### Supplied passage
As we revealed earlier this year, despite all the ridiculous hype, the global market for RPA Software and Services will pass $400 million in 2017 and is expected to grow to $1.2 billion by 2021 at a compound annual growth rate of 36%. The direct services market includes implementation and consulting services focused on building RPA capabilities within an organization. It does not include wider operational services like BPO, which may include RPA becoming increasingly embedded in its delivery.

RPA Definition: RPA describes a software development toolkit that allows non-engineers to quickly create software robots (known commonly as "bots") to automate rules-driven business processes. At the core, an RPA system imitates human interventions that interact with internal IT systems. It is a non-invasive application that requires minimum integration with the existing IT setup; delivering productivity by replacing human effort to complete the task. Any company which has labor-intensive processes, where people are performing high-volume, highly transactional process functions, will boost their capabilities and save money and time with robotic process automation. Similarly, RPA offers enough advantage to companies which operate with very few people or shortage of labor. Both situations offer a welcome opportunity to save on cost as well as streamline the resource allocation by deploying automation.

### Dataset content

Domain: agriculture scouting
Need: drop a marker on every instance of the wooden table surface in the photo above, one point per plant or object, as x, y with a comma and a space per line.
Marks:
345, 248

### Written exercise 1
Answer these from the RPA passage:
(a) At what compound annual growth rate is the RPA market expected to grow through 2021?
(b) What are the software robots created with RPA commonly known as?
(c) Which wider operational service is named as not included in the direct services market?
### Written exercise 2
Rewrite the RPA passage from "As we revealed" to "in its delivery.", swapping "compound annual growth rate" for "CAGR".

### Written reply 1
(a) 36%
(b) "Bots"
(c) BPO

### Written reply 2
As we revealed earlier this year, despite all the ridiculous hype, the global market for RPA Software and Services will pass $400 million in 2017 and is expected to grow to $1.2 billion by 2021 at a CAGR of 36%. The direct services market includes implementation and consulting services focused on building RPA capabilities within an organization. It does not include wider operational services like BPO, which may include RPA becoming increasingly embedded in its delivery.